## WHAT IS REQUIRED:
For each line below with the word "Even", write out a copy.

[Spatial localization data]
◆ ◆ ◆ ◆ ◆
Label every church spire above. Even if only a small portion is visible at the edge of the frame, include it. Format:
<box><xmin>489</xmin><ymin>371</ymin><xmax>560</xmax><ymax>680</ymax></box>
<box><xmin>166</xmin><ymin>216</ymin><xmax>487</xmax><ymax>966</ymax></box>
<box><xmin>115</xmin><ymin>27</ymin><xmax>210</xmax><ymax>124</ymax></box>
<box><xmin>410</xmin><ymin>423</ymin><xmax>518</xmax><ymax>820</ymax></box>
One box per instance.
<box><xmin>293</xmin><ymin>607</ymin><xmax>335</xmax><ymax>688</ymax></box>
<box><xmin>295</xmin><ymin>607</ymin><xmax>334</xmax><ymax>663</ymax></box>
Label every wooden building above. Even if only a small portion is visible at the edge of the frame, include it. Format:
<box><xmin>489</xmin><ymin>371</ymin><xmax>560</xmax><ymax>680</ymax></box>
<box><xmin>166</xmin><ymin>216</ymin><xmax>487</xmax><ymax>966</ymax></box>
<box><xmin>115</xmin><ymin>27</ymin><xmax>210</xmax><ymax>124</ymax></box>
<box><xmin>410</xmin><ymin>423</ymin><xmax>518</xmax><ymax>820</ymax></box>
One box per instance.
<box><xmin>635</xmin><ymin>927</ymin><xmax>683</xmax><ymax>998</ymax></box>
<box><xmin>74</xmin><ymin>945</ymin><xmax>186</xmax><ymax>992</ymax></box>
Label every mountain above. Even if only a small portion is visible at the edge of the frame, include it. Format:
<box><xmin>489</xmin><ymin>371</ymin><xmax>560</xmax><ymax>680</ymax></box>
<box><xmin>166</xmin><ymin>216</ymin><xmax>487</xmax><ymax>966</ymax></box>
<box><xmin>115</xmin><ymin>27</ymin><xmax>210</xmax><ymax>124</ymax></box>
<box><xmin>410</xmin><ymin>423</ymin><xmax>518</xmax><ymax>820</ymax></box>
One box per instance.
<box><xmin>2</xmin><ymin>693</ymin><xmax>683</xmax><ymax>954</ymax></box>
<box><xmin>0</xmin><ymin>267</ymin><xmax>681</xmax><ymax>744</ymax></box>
◆ ◆ ◆ ◆ ◆
## THE COMPLETED TASK:
Label every church spire above. Even if only a small portion is visible at the edge of the frame, include it. Format:
Label every wooden building above. Even if only a small portion is visible at the edge of the frame, include it. Format:
Label every mountain above. Even if only a small portion is visible at the edge of the frame, include it. Format:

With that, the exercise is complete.